Reproduce exactly the lines from the one containing "Each instance receives one keypoint. Annotate the starry" through the last line of the data, both ends included.

Data supplied:
+ + + +
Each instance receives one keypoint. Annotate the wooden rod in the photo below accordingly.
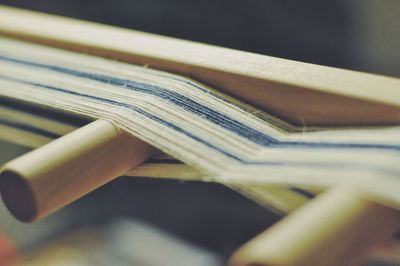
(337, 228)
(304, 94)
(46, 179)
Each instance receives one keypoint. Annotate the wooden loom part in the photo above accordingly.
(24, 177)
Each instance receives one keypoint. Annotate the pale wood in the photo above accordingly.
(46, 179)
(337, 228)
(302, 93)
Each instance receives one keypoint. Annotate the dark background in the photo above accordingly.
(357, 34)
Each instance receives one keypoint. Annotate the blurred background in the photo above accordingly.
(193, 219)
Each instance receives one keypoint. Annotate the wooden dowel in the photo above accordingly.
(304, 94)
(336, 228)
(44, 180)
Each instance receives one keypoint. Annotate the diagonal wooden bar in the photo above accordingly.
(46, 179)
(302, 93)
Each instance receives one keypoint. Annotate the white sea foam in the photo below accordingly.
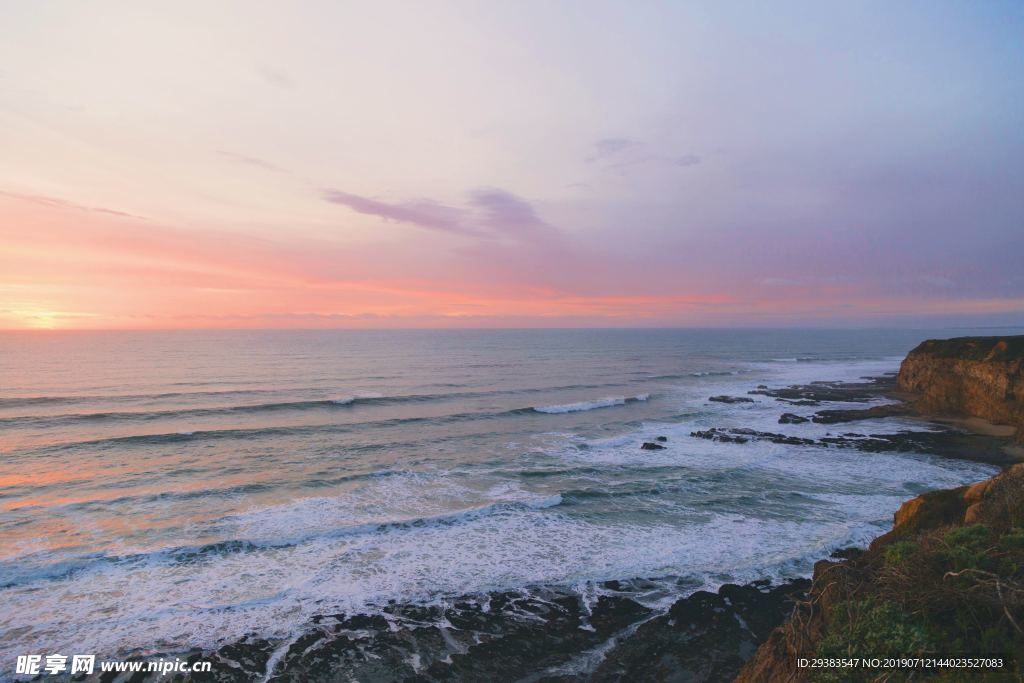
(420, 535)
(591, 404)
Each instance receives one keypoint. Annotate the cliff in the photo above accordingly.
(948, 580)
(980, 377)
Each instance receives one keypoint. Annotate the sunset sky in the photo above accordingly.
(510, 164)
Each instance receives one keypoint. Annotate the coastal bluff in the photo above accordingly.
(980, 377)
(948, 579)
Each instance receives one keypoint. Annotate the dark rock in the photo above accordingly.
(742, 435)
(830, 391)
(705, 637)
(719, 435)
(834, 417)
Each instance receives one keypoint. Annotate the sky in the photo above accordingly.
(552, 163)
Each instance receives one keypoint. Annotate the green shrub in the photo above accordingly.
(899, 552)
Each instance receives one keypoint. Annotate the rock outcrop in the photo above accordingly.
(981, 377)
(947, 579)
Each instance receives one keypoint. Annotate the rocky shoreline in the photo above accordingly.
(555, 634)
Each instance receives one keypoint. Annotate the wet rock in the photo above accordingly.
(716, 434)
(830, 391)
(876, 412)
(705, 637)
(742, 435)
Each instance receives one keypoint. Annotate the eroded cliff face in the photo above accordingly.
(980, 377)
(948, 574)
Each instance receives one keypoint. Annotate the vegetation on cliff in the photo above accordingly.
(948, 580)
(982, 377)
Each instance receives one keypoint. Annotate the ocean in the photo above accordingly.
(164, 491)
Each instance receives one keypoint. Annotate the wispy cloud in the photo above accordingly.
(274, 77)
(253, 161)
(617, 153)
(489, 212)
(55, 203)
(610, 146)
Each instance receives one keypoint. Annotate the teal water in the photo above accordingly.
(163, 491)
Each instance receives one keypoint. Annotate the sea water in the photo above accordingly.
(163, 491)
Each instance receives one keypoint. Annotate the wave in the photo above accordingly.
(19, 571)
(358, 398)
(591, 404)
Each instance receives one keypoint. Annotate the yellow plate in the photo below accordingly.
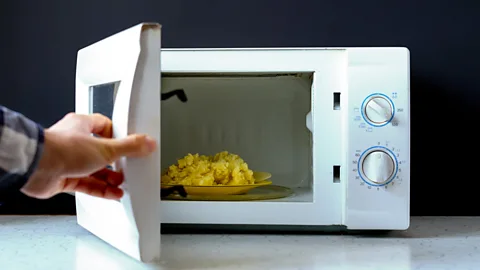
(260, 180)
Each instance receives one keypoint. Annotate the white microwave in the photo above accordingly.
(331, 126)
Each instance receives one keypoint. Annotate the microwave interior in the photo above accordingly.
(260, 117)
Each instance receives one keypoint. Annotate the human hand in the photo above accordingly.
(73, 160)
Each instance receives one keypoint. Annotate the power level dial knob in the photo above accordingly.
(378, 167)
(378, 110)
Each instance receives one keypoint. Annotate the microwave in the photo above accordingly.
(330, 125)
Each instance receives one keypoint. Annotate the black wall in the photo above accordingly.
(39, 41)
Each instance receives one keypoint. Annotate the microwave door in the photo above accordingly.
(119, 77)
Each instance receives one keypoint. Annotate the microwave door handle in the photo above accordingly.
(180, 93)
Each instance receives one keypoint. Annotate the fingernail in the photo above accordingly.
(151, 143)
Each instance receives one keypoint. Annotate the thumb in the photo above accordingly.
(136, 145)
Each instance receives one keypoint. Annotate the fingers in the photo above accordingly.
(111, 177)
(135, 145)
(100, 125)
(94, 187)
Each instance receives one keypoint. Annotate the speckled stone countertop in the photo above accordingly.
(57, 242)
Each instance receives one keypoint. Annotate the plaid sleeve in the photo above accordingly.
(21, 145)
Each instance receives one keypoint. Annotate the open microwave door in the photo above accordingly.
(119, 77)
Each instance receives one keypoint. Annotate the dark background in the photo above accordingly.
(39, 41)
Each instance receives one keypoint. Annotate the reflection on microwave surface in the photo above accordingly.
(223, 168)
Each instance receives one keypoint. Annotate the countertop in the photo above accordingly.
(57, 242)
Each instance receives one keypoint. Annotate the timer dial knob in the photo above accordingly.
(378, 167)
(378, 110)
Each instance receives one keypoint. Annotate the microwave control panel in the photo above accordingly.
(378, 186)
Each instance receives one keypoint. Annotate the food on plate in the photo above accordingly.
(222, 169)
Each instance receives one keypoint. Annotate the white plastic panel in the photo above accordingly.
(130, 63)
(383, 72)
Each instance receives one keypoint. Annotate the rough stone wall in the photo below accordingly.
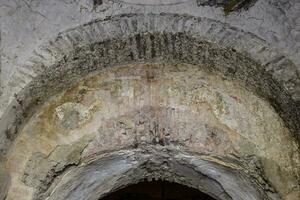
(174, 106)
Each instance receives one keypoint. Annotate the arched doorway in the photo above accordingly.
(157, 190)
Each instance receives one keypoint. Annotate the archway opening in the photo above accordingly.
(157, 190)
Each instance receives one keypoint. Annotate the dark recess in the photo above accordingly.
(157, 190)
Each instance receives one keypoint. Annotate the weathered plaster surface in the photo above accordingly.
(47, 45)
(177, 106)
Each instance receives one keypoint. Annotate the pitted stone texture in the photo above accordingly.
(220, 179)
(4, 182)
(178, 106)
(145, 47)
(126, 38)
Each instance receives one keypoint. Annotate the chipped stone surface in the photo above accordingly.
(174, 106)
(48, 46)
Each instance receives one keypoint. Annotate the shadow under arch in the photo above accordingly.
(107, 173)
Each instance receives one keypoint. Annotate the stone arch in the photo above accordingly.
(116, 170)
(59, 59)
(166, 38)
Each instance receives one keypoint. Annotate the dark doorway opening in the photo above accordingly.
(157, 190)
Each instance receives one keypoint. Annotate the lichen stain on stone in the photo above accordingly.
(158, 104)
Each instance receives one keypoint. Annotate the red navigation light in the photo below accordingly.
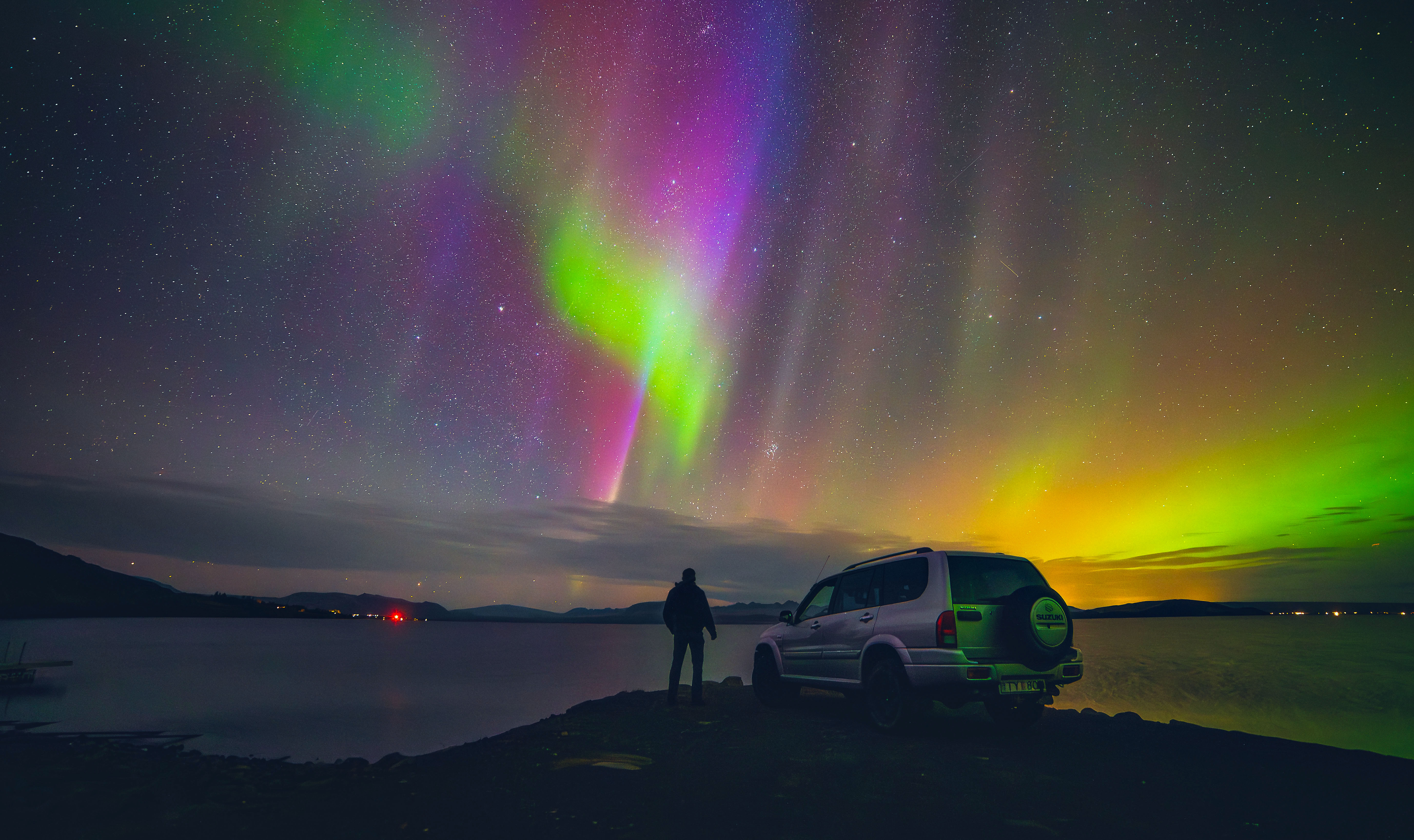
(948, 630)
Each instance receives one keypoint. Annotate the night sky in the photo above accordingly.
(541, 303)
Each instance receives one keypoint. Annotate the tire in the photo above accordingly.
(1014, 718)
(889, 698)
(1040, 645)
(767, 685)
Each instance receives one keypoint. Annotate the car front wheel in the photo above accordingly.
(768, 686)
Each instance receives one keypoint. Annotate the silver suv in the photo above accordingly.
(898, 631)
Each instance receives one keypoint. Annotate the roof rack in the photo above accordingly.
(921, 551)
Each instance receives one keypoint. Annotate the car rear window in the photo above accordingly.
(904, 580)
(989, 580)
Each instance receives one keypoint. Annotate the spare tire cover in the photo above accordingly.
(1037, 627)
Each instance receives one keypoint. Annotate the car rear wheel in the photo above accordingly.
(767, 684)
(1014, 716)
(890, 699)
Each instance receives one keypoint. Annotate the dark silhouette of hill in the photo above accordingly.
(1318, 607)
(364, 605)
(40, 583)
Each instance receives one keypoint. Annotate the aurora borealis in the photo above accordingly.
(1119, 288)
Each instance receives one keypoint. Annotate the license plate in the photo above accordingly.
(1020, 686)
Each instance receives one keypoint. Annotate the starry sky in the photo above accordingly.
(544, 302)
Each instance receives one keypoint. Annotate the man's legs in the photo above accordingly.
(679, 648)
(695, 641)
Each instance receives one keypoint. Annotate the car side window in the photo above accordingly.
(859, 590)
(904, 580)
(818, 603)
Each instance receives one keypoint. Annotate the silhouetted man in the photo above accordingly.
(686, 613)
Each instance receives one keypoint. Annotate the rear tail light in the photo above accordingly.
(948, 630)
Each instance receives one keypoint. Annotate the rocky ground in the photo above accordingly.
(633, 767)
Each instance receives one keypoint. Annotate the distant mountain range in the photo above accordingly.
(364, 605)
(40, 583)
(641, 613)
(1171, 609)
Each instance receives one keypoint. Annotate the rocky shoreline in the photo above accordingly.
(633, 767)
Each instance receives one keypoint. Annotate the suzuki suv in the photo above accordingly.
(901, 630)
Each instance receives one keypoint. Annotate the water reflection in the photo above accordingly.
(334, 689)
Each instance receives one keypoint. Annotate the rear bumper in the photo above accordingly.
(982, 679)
+ + + +
Full solution:
Each instance receives one keypoint. Annotate the starry sky in the photo above accordingly.
(544, 302)
Each instance receives one keypoint. Annotate the man's legs in the photo above accordingly.
(679, 648)
(695, 641)
Each instance receives one keypoint. Annotate the car side window in the photo above accordingly.
(859, 590)
(904, 580)
(818, 603)
Each instance receives one keypoint. Annotate the silhouetted man in the photo above accordingly.
(686, 613)
Each instance receives one keypoint. Annotate the rear tail light in the photo above accordingly.
(948, 630)
Each instance receives one keypoint. Annotate the rocky ground in the photo above accordingly.
(633, 767)
Each instance receives one keypoint. Annotate the distant mountain range in the photo above accordingly.
(364, 605)
(40, 583)
(641, 613)
(1171, 609)
Each instance receives one keypoint. Annotate the rocky shoreline in the photo above accordingly.
(633, 767)
Each instance receives one keypoint. Annotate the suzuki suv in the photo above accordingly.
(901, 630)
Each instance receives one keypoint. Annotate the water reflection in the photo above accordingly.
(334, 689)
Each instance receives one keypoint. Annotate the rear bumper in the photo above accordingly.
(982, 679)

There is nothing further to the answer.